* [Task statement]: Your task is to repeat the listing exactly.

(Named object pointing entries)
·····

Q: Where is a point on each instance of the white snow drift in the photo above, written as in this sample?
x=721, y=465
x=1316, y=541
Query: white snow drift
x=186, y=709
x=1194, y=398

·····

* [Completed exercise]:
Q: Where is a point on each instance of the white snow drift in the photo above, written as in this sample?
x=721, y=465
x=1316, y=541
Query: white snow drift
x=186, y=709
x=1194, y=398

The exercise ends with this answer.